• _Your goal_:
Set down the data that follows, exactly and completely.

Extracted records
◇ ◇ ◇

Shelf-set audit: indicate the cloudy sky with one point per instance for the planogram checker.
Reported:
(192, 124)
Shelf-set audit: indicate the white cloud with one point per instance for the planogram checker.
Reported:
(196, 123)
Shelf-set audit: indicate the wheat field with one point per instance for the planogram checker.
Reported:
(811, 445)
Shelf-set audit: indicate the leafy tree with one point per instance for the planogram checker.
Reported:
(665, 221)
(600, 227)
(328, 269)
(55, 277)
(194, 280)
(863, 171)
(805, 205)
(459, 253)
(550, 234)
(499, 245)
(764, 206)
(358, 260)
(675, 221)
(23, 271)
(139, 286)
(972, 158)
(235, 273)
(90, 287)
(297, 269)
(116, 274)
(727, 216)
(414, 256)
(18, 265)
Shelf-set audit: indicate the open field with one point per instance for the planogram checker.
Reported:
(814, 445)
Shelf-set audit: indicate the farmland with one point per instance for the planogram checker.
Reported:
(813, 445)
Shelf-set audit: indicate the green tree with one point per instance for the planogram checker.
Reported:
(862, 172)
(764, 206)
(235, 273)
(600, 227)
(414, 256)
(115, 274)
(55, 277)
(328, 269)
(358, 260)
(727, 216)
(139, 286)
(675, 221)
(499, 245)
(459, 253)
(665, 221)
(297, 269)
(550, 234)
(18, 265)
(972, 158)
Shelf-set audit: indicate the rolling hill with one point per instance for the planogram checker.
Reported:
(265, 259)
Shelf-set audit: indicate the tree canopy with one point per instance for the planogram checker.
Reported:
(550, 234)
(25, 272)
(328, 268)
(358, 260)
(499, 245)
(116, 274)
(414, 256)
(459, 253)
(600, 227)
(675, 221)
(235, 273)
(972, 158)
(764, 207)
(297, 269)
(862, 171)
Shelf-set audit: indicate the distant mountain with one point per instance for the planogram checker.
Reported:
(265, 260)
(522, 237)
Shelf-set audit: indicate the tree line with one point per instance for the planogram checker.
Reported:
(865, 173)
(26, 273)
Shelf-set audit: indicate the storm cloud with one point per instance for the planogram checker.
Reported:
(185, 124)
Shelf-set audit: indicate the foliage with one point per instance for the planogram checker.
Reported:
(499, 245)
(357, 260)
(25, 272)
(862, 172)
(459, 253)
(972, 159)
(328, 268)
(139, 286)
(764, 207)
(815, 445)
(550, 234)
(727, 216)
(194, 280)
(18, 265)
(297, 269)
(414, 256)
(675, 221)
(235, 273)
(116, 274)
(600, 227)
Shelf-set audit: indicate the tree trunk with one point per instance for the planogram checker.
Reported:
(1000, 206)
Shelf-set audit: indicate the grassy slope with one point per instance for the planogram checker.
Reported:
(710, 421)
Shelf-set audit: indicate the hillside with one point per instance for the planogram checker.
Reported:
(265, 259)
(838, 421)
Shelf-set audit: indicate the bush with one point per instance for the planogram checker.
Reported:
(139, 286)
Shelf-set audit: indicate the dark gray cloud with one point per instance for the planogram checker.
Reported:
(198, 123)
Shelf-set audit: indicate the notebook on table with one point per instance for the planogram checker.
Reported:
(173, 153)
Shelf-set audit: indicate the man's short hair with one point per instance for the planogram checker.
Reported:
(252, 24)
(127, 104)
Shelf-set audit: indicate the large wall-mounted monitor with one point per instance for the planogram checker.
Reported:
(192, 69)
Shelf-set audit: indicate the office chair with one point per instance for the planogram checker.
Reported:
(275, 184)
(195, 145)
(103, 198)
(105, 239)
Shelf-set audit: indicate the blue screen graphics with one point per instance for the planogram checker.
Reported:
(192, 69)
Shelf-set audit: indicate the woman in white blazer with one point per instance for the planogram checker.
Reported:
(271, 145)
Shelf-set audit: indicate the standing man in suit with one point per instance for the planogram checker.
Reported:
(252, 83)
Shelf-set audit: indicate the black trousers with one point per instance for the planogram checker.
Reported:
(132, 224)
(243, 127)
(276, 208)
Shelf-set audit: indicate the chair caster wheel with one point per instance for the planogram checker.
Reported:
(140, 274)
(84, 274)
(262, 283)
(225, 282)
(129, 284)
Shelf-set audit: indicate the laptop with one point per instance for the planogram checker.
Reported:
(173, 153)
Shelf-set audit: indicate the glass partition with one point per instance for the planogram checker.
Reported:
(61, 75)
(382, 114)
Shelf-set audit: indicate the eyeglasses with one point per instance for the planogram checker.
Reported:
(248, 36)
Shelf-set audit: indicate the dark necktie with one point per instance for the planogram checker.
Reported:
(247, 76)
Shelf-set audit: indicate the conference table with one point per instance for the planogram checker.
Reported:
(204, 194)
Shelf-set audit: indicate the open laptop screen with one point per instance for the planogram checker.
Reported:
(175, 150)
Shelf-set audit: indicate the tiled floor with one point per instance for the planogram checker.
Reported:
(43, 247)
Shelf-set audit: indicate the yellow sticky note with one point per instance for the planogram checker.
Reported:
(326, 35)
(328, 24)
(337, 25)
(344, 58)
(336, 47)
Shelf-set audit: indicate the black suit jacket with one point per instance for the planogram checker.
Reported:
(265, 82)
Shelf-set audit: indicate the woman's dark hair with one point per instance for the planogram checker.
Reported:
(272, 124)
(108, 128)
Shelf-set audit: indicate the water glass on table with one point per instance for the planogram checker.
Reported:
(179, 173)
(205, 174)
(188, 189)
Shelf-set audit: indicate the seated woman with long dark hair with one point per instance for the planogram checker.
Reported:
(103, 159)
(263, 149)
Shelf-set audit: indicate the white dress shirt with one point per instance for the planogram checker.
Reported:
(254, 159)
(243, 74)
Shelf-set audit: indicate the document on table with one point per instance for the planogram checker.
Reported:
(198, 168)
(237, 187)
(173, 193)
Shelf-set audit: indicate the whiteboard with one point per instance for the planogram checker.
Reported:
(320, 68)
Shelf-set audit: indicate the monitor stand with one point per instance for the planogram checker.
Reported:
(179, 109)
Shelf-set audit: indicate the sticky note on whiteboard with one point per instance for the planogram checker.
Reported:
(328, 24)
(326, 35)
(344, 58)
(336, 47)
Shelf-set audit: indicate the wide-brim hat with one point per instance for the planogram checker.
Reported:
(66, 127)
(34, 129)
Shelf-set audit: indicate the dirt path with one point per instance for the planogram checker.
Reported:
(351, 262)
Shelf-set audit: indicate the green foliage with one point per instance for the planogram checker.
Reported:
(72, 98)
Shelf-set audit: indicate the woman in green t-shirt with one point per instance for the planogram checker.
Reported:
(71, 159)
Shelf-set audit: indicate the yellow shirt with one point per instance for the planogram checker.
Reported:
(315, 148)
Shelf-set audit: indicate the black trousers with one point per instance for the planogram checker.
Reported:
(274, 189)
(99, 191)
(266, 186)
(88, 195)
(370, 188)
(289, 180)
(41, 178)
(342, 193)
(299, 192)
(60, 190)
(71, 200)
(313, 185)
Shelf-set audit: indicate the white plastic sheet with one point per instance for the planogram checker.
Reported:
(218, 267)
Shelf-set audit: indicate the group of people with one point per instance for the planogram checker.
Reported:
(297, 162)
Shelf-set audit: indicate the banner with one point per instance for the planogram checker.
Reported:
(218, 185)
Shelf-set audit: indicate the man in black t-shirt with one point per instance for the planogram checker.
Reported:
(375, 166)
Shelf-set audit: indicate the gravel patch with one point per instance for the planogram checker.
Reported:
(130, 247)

◇ ◇ ◇

• _The completed task_:
Shelf-set audit: indicate the cloudy sky with one point per instance for the planogram checker.
Reported:
(192, 124)
Shelf-set audit: indicate the white cloud with one point per instance for the planogram checker.
Reported:
(196, 123)
Shelf-set audit: indicate the wheat field with one point per instance for the planogram checker.
Reported:
(811, 445)
Shelf-set audit: indicate the leafy tree with one point per instance for the planogram checker.
Reported:
(665, 221)
(600, 227)
(328, 269)
(55, 277)
(194, 280)
(863, 171)
(805, 205)
(459, 253)
(550, 234)
(499, 245)
(764, 206)
(358, 260)
(675, 221)
(23, 271)
(139, 286)
(972, 158)
(235, 273)
(90, 287)
(297, 269)
(116, 274)
(727, 216)
(414, 256)
(18, 265)
Shelf-set audit: indicate the open field with one point per instance for the planogram checker.
Reported:
(814, 445)
Shelf-set audit: indicate the farmland with one point per instance for the planogram checker.
Reported:
(813, 445)
Shelf-set audit: indicate the green tree with one point per instance for the planogram checker.
Reported:
(862, 172)
(764, 206)
(235, 273)
(600, 227)
(414, 256)
(115, 274)
(55, 277)
(328, 269)
(358, 260)
(727, 216)
(139, 286)
(675, 221)
(499, 245)
(459, 253)
(665, 221)
(297, 269)
(550, 234)
(18, 265)
(972, 158)
Shelf-set audit: indicate the rolling hill with one point per instance for the planogram checker.
Reported:
(265, 259)
Shelf-set audit: indicate the tree canopy with one point per instance for the planogram checker.
Reported:
(550, 234)
(25, 272)
(328, 268)
(358, 260)
(499, 245)
(116, 274)
(414, 256)
(459, 253)
(600, 227)
(675, 221)
(235, 273)
(972, 158)
(764, 207)
(297, 269)
(862, 171)
Shelf-set audit: indicate the distant mountain with one point per instance for the planogram checker.
Reported:
(265, 260)
(522, 237)
Shelf-set audit: indicate the tree line with one point per instance for the planogram checker.
Reported:
(865, 173)
(26, 273)
Shelf-set audit: indicate the storm cloud with one point per instance for the planogram checker.
Reported:
(185, 124)
Shelf-set audit: indicate the foliage with one point per instance for the planogram checker.
Reported:
(499, 245)
(357, 260)
(25, 272)
(862, 172)
(459, 253)
(972, 159)
(328, 268)
(139, 286)
(764, 207)
(815, 445)
(550, 234)
(727, 216)
(194, 280)
(18, 265)
(297, 269)
(414, 256)
(675, 221)
(235, 273)
(116, 274)
(600, 227)
Shelf-set audit: indicate the tree trunk with one point per instance for the planogram checker.
Reported:
(1000, 206)
Shelf-set audit: indicate the grassy slope with one point per instance for the planogram checker.
Reported:
(710, 421)
Shelf-set audit: indicate the hillside with one point per instance for the planogram checker.
Reported:
(265, 259)
(838, 421)
Shelf-set audit: indicate the bush with one point per instance for the planogram checker.
Reported:
(139, 286)
Shelf-set audit: indicate the dark gray cloud with one point per instance for the planogram checker.
Reported:
(198, 123)
Shelf-set audit: indicate the notebook on table with one point per instance for the planogram checker.
Reported:
(173, 153)
Shelf-set audit: indicate the man's short hair with one point per instance for the planogram checker.
Reported:
(252, 24)
(127, 104)
Shelf-set audit: indicate the large wall-mounted monitor with one point per instance for the planogram checker.
Reported:
(192, 69)
Shelf-set audit: indicate the office chair with one point per instance for the planogram checker.
Reported:
(275, 184)
(195, 145)
(103, 198)
(105, 239)
Shelf-set audit: indicate the blue screen graphics with one point per instance for the planogram checker.
Reported:
(192, 69)
Shelf-set audit: indicate the woman in white blazer with one point per instance for the planogram checker.
Reported:
(271, 145)
Shelf-set audit: indicate the standing man in suit with one point per instance for the planogram checker.
Reported:
(252, 83)
Shelf-set audit: indicate the black trousers with one point per instance for the planogram checker.
Reported:
(132, 224)
(243, 127)
(276, 208)
Shelf-set audit: indicate the chair caster wheel with one point per instance for the planogram checker.
Reported:
(140, 274)
(84, 274)
(262, 283)
(225, 282)
(129, 284)
Shelf-set audit: indicate the laptop with one point per instance for the planogram checker.
Reported:
(173, 153)
Shelf-set audit: indicate the glass partition with one point per instance for the planogram checker.
Reported:
(61, 75)
(382, 114)
Shelf-set audit: indicate the eyeglasses with one point per instance for the planogram checker.
Reported:
(248, 36)
Shelf-set audit: indicate the dark necktie with one point per instance for the planogram checker.
Reported:
(247, 76)
Shelf-set audit: indicate the conference table with one point per instance for the planogram checker.
Reported:
(204, 194)
Shelf-set audit: indicate the open laptop screen with one point per instance for the planogram checker.
Reported:
(175, 150)
Shelf-set audit: indicate the tiled floor with one point per instance for the planogram checker.
Reported:
(43, 247)
Shelf-set audit: indicate the yellow sticky note with one point per instance for the planogram checker.
Reported:
(326, 35)
(328, 24)
(337, 25)
(344, 58)
(336, 47)
Shelf-set audit: indicate the black suit jacket with one point per instance for the planogram checker.
Reported:
(265, 82)
Shelf-set audit: indicate the woman's dark hair with one point per instance for the planogram checker.
Reported:
(272, 124)
(108, 128)
Shelf-set audit: indicate the water glass on table with one point per instance for the planogram checker.
Reported:
(179, 173)
(205, 174)
(188, 189)
Shelf-set audit: indicate the seated woman with long dark hair with one point per instance for the planogram checker.
Reported:
(103, 159)
(263, 149)
Shelf-set audit: indicate the white dress shirt with one point per instance for the planogram checker.
Reported:
(254, 159)
(243, 74)
Shelf-set audit: indicate the document on table with one point per instance for the planogram checker.
Reported:
(198, 168)
(237, 187)
(173, 193)
Shelf-set audit: indicate the whiteboard with one point per instance for the planogram checker.
Reported:
(320, 68)
Shelf-set audit: indicate the monitor stand with one point per instance for the planogram checker.
Reported:
(179, 109)
Shelf-set audit: indicate the sticky note on whiteboard with one point per instance for the planogram checker.
Reported:
(328, 24)
(326, 35)
(344, 58)
(336, 47)
Shelf-set audit: indicate the wide-brim hat with one point per instance for the planogram checker.
Reported:
(66, 127)
(34, 129)
Shelf-set audit: indicate the dirt path with one point per instance for the planogram checker.
Reported:
(351, 262)
Shelf-set audit: indicate the green foliage with one point per instance for the planogram checker.
Reported:
(72, 98)
Shelf-set audit: indicate the woman in green t-shirt with one point per instance for the planogram checker.
Reported:
(71, 159)
Shelf-set audit: indicate the yellow shirt with one point per instance for the planogram checker.
Reported:
(315, 148)
Shelf-set audit: indicate the black trousers with one point per instance for the planogram checker.
Reported:
(274, 189)
(99, 191)
(266, 186)
(88, 195)
(370, 188)
(289, 180)
(41, 178)
(342, 193)
(299, 192)
(60, 190)
(71, 200)
(313, 185)
Shelf-set audit: indicate the white plastic sheet with one point per instance for the planogram checker.
Reported:
(218, 267)
Shelf-set audit: indicate the group of people with one point per instance for the planogram checker.
Reported:
(297, 162)
Shelf-set audit: indicate the banner with one point per instance for the planogram checker.
Reported:
(218, 185)
Shelf-set audit: indicate the man in black t-shirt with one point per instance for the planogram checker.
Reported:
(375, 166)
Shelf-set audit: indicate the gravel patch with one point per instance for the planogram checker.
Reported:
(130, 247)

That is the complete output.